PROBLEM DETAILS: Please rewrite the rows below as a JSON list of strings, one string for each line, skipping blank lines and leaving out the pictures.

DATA PROVIDED:
******

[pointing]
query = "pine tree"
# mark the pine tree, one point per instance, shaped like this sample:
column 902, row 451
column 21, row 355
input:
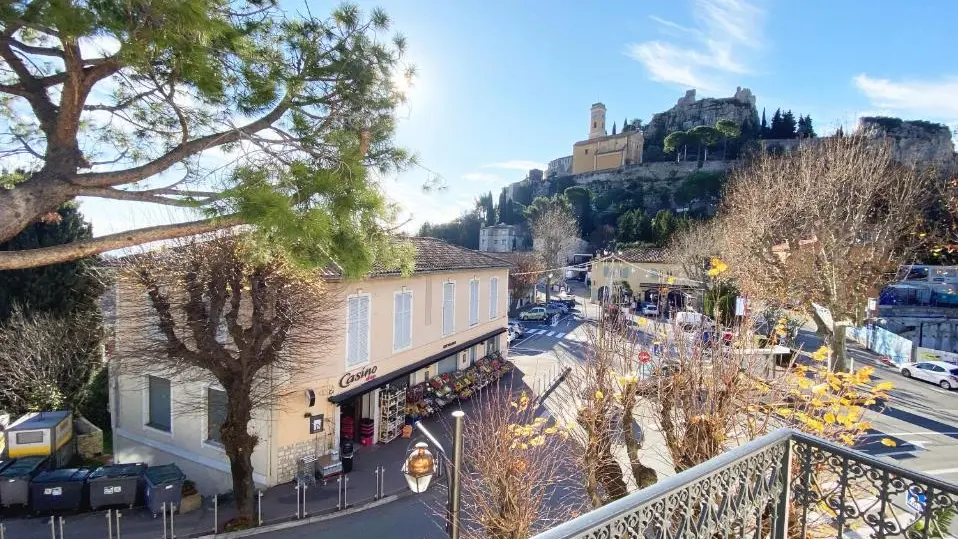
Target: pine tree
column 775, row 130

******

RESPONSE TO THIS EXERCISE:
[
  "[pointing]",
  "query = \"pine tree\"",
  "# mark the pine tree, one point per instance, shaped like this sample:",
  "column 902, row 451",
  "column 21, row 355",
  "input:",
  "Target: pine tree",
  "column 775, row 130"
]